------ Information supplied ------

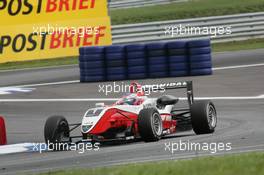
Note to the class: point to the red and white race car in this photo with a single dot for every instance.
(137, 116)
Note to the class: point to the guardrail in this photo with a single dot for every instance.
(243, 26)
(114, 4)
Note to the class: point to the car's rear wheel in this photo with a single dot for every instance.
(203, 117)
(56, 131)
(150, 124)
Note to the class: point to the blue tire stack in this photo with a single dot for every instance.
(178, 58)
(200, 57)
(157, 60)
(91, 63)
(136, 61)
(115, 60)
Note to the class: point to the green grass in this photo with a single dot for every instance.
(239, 45)
(244, 164)
(191, 9)
(220, 47)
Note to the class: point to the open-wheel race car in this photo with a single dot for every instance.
(136, 116)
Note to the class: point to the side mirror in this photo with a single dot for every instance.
(99, 105)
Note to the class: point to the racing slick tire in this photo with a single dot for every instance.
(203, 117)
(56, 131)
(150, 125)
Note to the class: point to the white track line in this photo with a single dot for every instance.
(115, 99)
(77, 81)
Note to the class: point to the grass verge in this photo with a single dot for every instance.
(219, 47)
(244, 164)
(191, 9)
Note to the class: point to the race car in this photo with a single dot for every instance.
(137, 116)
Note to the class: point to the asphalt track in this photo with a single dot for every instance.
(237, 93)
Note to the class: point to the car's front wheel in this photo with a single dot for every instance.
(56, 131)
(203, 117)
(150, 124)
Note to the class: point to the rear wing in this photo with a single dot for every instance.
(173, 85)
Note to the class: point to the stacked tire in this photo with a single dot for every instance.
(115, 59)
(3, 140)
(200, 57)
(92, 64)
(178, 58)
(136, 61)
(157, 60)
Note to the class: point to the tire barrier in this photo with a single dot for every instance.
(3, 140)
(139, 61)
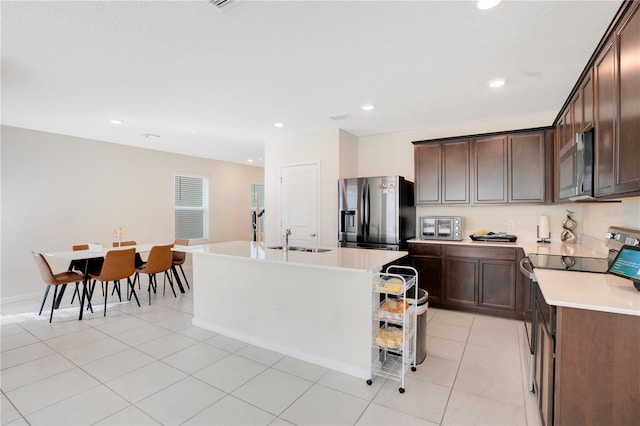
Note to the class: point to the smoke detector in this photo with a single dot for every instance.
(220, 3)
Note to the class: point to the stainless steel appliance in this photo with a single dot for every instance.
(576, 168)
(615, 238)
(441, 228)
(376, 212)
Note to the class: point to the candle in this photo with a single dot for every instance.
(543, 227)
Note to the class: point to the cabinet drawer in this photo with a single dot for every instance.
(497, 253)
(424, 249)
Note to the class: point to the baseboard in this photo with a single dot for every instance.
(286, 350)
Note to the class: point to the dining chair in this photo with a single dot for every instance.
(51, 279)
(159, 260)
(118, 265)
(86, 267)
(179, 258)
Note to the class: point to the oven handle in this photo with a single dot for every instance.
(527, 268)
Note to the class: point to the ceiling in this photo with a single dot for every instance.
(210, 82)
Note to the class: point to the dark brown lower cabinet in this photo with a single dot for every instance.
(472, 278)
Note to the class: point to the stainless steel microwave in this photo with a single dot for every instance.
(441, 228)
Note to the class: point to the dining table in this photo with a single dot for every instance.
(97, 251)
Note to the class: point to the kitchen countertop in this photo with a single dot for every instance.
(582, 290)
(336, 257)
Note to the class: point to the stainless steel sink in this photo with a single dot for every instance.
(303, 249)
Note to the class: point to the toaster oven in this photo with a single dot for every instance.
(441, 228)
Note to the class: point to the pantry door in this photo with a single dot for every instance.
(299, 195)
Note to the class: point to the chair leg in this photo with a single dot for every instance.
(106, 293)
(168, 276)
(53, 305)
(44, 299)
(184, 275)
(116, 285)
(132, 286)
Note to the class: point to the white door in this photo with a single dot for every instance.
(299, 204)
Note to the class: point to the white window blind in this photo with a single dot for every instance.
(191, 207)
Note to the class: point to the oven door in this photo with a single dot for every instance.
(444, 228)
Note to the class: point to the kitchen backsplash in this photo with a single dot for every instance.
(593, 218)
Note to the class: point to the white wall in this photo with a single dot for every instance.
(322, 148)
(60, 190)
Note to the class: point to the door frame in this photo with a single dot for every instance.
(318, 188)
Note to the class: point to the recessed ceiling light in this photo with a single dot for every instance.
(487, 4)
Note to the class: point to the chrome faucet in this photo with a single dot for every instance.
(285, 243)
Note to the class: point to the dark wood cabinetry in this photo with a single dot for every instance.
(605, 120)
(490, 161)
(627, 148)
(528, 168)
(442, 171)
(607, 98)
(472, 278)
(493, 169)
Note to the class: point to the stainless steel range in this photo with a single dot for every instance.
(615, 238)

------

• _Challenge_: Copy the records above exactly. The pictures are not part of the copy.

• _Response to this task_:
Note to the class: point to the red and white race car in this photo with a single dot for every instance.
(137, 116)
Note to the class: point to the guardrail in this photo with a single dot for every instance.
(243, 26)
(114, 4)
Note to the class: point to the car's rear wheel in this photo with a single dot for every instance.
(203, 117)
(56, 131)
(150, 124)
Note to the class: point to the blue tire stack in this photo with a single dot for every instance.
(178, 58)
(200, 57)
(157, 60)
(91, 63)
(136, 61)
(115, 60)
Note to the class: point to the green grass in this photo with a single dot for every instance.
(239, 45)
(244, 164)
(191, 9)
(220, 47)
Note to the class: point to the open-wheel race car in this photo with a single dot for every instance.
(136, 116)
Note to the class: point to the side mirror in this photo with a single dot for every instance.
(99, 105)
Note to the class: point to the racing slick tire in this photo with a single dot for every instance.
(203, 117)
(56, 131)
(150, 125)
Note to the class: point to the white track line in this photo with a single dot for every instance.
(115, 99)
(77, 81)
Note to the class: point to the grass verge in this photo with a single dot for every instance.
(219, 47)
(244, 164)
(191, 9)
Note to the class: point to the race car in this photo with a single dot for every instance.
(137, 116)
Note to the class: point to the asphalt track in this photo with a single dot for every instance.
(237, 93)
Note to the class: point to the car's front wheel in this photo with a single dot for every instance.
(56, 131)
(203, 117)
(150, 124)
Note to the class: point to the rear wing in this photo with a single dot for every instance.
(173, 85)
Note to the class: point to the stacked tire in this photo with a single dot for every instance.
(115, 59)
(3, 140)
(200, 57)
(92, 64)
(178, 58)
(136, 61)
(157, 60)
Note to the class: point to the tire barrier in this photo with a single dot for every instance.
(3, 140)
(139, 61)
Note to the class: point to the smoke detector in this photo with a single dot for every instance.
(220, 3)
Note to the class: point to the stainless steel appliance in this photo with a single dot for every instance.
(576, 168)
(615, 238)
(441, 228)
(376, 212)
Note to the class: point to the candle in this photo with a single dot for every instance.
(543, 227)
Note to the class: point to the cabinet drawer in this photo with a single dot for every instance.
(497, 253)
(424, 249)
Note to the class: point to the baseboard in this photo with a single dot for every instance.
(286, 350)
Note to the class: point to the dining chair in this photo with a single dot for every instance.
(51, 279)
(159, 260)
(118, 265)
(86, 267)
(179, 258)
Note to the class: point to the oven handle in this photo with a single dot for every instance.
(527, 268)
Note to the class: point to the ceiling in this photo with a single dot for every instance.
(210, 82)
Note to the class: point to the dark brown lower cabinet in this photo with a single dot for every instance.
(472, 278)
Note to the class: point to the stainless steel microwave in this photo with a single dot for every instance.
(441, 228)
Note to the class: point to the dining table in this photo with a single dot for every instance.
(97, 251)
Note to the class: point to the kitchen countertop in this photo with a single dot for every instance.
(582, 290)
(336, 257)
Note to the class: point to the stainless steel sink in this photo with a single dot for every instance.
(303, 249)
Note to the class: point to the toaster oven in this photo with a single dot for every instance.
(441, 228)
Note to the class: point to the pantry door in this photo with a single dot for every instance.
(299, 195)
Note to the class: point to the chair leg in this photo with a single dot for every instance.
(106, 293)
(168, 276)
(53, 305)
(44, 299)
(184, 275)
(116, 285)
(132, 286)
Note to the class: point to the white door in this photo with a single dot for every instance.
(299, 204)
Note to the class: point to the white window blind in this photo with a single dot for every instance.
(191, 207)
Note to the class: point to the oven door in this photo with a single dot for every instance.
(444, 228)
Note to the class: point to the kitchen backsplash in this photo with a single dot for every instance.
(593, 218)
Note to the class: point to the white wall in this photo with a single dot for every instance.
(322, 148)
(60, 190)
Note to the class: point to the door frame in this photo with a single dot for every instance.
(318, 188)
Note to the class: point to the recessed ceiling light in this photo with a single dot for every instance.
(487, 4)
Note to the class: point to the chrome faucet in this photo with a single dot for every instance.
(285, 243)
Note to the class: point to the dark wood cabinetry in this photo with a single dot for every instance.
(605, 120)
(490, 161)
(627, 148)
(528, 168)
(442, 171)
(607, 98)
(472, 278)
(493, 169)
Note to the class: point to the stainless steel range in this photo with a single dot for every instance.
(615, 238)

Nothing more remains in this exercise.